Please copy the last part of the entries exactly: the line that has "I would be grateful if you could spot the cast" and every line up to and including the end, nothing more.
==============================
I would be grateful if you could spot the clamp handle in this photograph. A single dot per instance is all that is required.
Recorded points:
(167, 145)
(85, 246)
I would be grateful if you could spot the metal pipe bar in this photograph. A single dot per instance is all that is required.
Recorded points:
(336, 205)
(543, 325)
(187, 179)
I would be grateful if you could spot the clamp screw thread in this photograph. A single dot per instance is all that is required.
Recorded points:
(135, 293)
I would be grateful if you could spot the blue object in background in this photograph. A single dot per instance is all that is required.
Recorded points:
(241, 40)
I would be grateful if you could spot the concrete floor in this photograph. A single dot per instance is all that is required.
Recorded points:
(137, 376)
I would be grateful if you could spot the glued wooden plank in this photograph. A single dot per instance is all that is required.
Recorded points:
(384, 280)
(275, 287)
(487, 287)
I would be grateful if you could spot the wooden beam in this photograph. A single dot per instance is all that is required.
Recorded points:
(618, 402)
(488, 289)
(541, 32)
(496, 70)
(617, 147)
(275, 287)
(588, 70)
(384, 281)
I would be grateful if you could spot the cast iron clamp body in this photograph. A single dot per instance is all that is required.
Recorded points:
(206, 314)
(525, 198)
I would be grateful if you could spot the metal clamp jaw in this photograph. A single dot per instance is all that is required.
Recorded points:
==============================
Response for this exercise:
I would be grateful if you could spot the cast iron clamp body in this photograph. A single dot per instance is all that is required.
Recorded points:
(206, 314)
(525, 198)
I would be grateful if you could spot the metal clamp jaw in this photograph. A single dot per instance is all that is required.
Recorded points:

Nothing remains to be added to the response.